**THE TASKS**
1 – In the travel journal entry, rewrite the passage from "Jo learned to" up to and including "few years ago.", swapping in "Library Director" wherever "Head Librarian" appears.
2 – According to the travel journal entry, in what year did Jo begin working for the library?
3 – Continue the travel journal entry about Greenville, Illinois from its last sentence.

begin DOCUMENT EXCERPT

Day 92, Thursday June 6, 2024: Greenville, Illinois to Evansville, Indiana
- Mark Carl Rom
- 13 minutes ago
- 5 min read
Carnegie libraries visited: Mount Vernon, Poseyville, Fort Branch, Evansville East Branch, and Evansville West Branch, Illinois
Days sober: 350

Jo learned to read when she was three, and that’s about the time that her mother started dropping her off at the Greenville Carnegie library, where she now serves as Head Librarian. She wasn’t wearing any glasses! She was wearing a blue cotton shirt, buttoned asymmetrically on the side, with white dandelion heads bursting into the wind. When her mother dropped her off, the mother would go grocery shopping at the market around the corner. Jo said that being left at the library alone made her feel like such an adult. Only when she had grown up and deposited her kids at the library while she went shopping did she realize that her mother had done the same not because the children were little adults but because it allowed her to cruise the aisles without the kids begging for treats. Jo began working for the library in 2011 and she became the Head Librarian a few years ago.
Greenville was founded in 1815 by George Davidson, who built its first commercial building: a tavern (of course). Indeed “In the early history of Bond County, whisky was considered as almost one of the necessaries of life, or at least ‘good in its place’.” This ‘place’ was nearly everywhere, embracing all occasions and applying to nearly every condition of life” says the History of Bond and Montgomery Counties, Illinois, edited by William Henry Perrin, and “On public occasions, drunken men were so common that sober men seemed to be the exception.”

end DOCUMENT EXCERPT
begin PROVIDED DATA

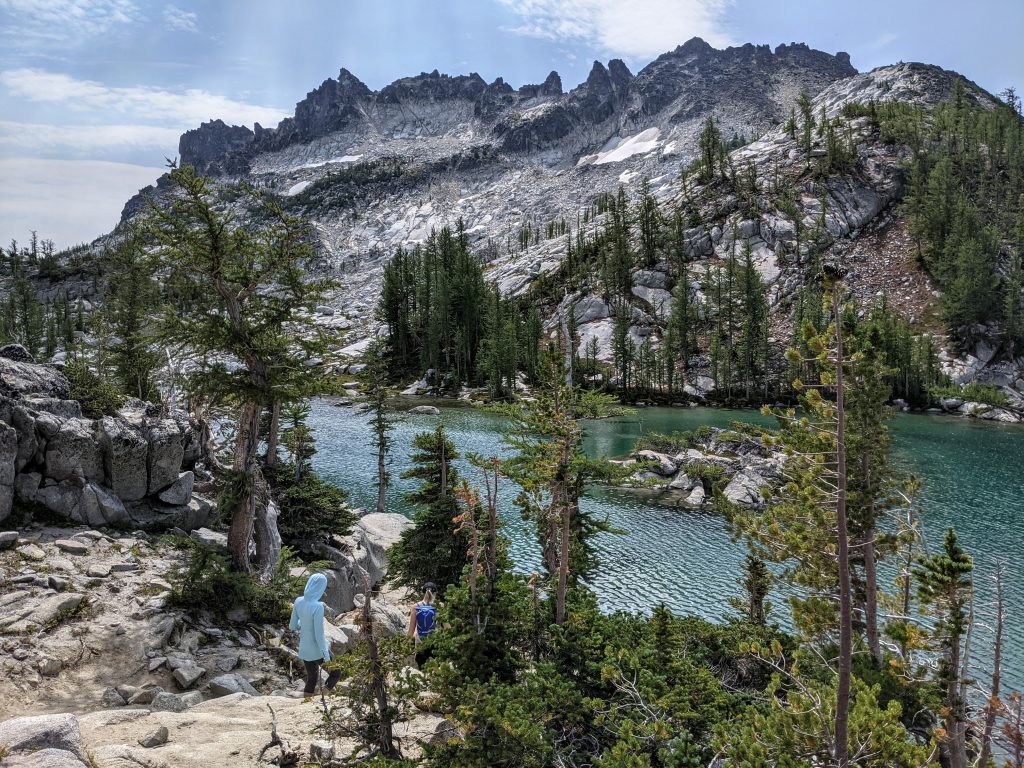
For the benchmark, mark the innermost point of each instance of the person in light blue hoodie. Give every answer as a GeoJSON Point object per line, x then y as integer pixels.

end PROVIDED DATA

**TASK RESPONSES**
1 –
Jo learned to read when she was three, and that’s about the time that her mother started dropping her off at the Greenville Carnegie library, where she now serves as Library Director. She wasn’t wearing any glasses! She was wearing a blue cotton shirt, buttoned asymmetrically on the side, with white dandelion heads bursting into the wind. When her mother dropped her off, the mother would go grocery shopping at the market around the corner. Jo said that being left at the library alone made her feel like such an adult. Only when she had grown up and deposited her kids at the library while she went shopping did she realize that her mother had done the same not because the children were little adults but because it allowed her to cruise the aisles without the kids begging for treats. Jo began working for the library in 2011 and she became the Library Director a few years ago.

2 – 2011

3 –
In 1855 Almira College (now Greenville University), a women’s college was established as “one of the earliest extensions westward of an eastern idea favorable toward female education, an early step in the women's suffrage and liberation movement,” as Greenville history professor Donald Jordahl put it. Almira
proposed to prepare leaders for society by enlightening the intelligence of young ladies who were to become mothers. The assumption was that leaders were nurtured by mothers in the home. Hence the college provided young daughters from middle and upper class homes opportunities for cultural development, intellectual breath, and Christian nurture.
Mrs. Almira Morse, wife of one of the college’s founders (and its namesake), was “a lady of thorough and accomplished education, fully in sympathy with her husband, and [who] seconded every effort of his for this advancement of the worthy enterprise, adiding not only by words of encouragement and cheer, but with a generous personal money gift [of $6000, or about $216,000 in today’s currency]” according to The History of Bond and Montgomery Counties. Almira was a descendent of one of the earliest settlers of the county.


The women of Greenville were not content with just being mothers nurturing future leaders, as some became leaders in their own right. The year that Almira was founded, the Ladies Social Circle of Greenville was formed to “promote the intellectual and moral elevation of society.” For more than fifty years the Circle raised funds to support a public library. The library began in one of the member’s homes, before moving to rented rooms, the courthouse, and then finally the Carnegie library which opened in 1905. The first book purchased for the library by the Ladies was The Holy Bible. Mrs. Almira Blanchard Morse, Mrs. S. Hutchinson, Mrs. Sarah Wait, and Mrs. Robert Steward were among the Association’s founders.
The Circle’s name was changed to the Ladies Library Association the year after it was founded. The Association met weekly at the home of one its members. The women would sew and chat during the afternoon, and in the evening men would join them for some literary event. The members were devoted to their craft: “Work on hand for January 28 – Knitting a cradle quilt, three sun-bonnets, two pairs of pantalets, infants’ dresses, caps and aprons, three shirts finished and price for making the same $2.25”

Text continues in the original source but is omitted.